■ What you are asked to do
How many lines in the records below contain the string "post"? Reply with the number alone.

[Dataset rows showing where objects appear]
#####
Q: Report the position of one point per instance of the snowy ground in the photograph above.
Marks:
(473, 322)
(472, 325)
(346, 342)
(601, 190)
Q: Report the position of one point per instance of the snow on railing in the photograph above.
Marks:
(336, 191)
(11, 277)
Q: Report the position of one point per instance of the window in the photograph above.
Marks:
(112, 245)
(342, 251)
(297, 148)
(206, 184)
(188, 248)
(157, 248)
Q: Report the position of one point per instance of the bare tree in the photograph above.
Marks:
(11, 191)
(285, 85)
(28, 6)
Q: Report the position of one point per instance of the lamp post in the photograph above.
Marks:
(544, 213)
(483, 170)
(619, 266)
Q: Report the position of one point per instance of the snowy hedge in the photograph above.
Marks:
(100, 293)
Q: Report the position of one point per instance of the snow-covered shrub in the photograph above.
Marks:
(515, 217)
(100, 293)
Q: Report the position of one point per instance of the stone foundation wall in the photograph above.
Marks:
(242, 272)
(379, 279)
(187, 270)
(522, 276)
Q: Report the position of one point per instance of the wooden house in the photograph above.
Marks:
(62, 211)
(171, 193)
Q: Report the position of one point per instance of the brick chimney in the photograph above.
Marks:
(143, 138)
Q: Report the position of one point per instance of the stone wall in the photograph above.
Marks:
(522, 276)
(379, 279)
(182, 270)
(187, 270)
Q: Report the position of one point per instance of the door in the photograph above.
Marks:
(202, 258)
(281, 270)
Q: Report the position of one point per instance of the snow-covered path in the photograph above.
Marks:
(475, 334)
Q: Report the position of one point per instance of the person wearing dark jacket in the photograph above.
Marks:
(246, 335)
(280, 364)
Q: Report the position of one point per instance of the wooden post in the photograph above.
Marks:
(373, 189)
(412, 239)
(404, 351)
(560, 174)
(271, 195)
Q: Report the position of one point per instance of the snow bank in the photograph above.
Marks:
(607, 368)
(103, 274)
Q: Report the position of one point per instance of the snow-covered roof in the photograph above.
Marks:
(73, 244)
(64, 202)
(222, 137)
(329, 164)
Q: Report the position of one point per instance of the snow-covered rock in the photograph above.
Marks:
#####
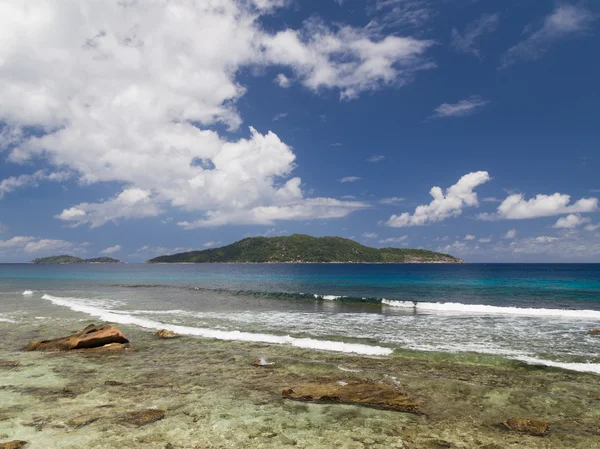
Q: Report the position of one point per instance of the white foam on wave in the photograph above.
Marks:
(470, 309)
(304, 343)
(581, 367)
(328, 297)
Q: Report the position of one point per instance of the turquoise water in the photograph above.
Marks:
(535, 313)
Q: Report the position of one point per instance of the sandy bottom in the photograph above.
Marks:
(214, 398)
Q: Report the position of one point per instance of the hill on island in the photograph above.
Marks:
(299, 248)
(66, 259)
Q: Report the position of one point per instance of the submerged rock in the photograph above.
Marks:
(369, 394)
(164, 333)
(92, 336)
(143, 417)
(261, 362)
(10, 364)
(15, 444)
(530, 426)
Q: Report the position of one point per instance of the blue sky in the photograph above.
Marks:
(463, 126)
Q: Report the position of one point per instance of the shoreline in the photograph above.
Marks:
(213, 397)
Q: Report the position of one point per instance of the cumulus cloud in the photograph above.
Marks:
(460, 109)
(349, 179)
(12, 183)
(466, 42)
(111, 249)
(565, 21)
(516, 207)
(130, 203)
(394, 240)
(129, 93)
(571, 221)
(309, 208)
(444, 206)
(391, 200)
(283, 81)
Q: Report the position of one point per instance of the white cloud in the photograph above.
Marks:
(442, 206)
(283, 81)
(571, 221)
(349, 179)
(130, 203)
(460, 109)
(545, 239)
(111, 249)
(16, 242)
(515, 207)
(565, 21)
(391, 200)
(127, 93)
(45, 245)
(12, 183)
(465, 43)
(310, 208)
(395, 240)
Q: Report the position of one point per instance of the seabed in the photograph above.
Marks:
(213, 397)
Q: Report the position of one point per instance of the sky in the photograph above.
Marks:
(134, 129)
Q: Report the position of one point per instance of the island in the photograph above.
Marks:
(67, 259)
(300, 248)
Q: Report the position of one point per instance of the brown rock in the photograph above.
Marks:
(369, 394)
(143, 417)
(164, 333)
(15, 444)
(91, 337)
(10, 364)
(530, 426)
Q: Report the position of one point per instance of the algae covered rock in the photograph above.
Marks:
#####
■ Full output
2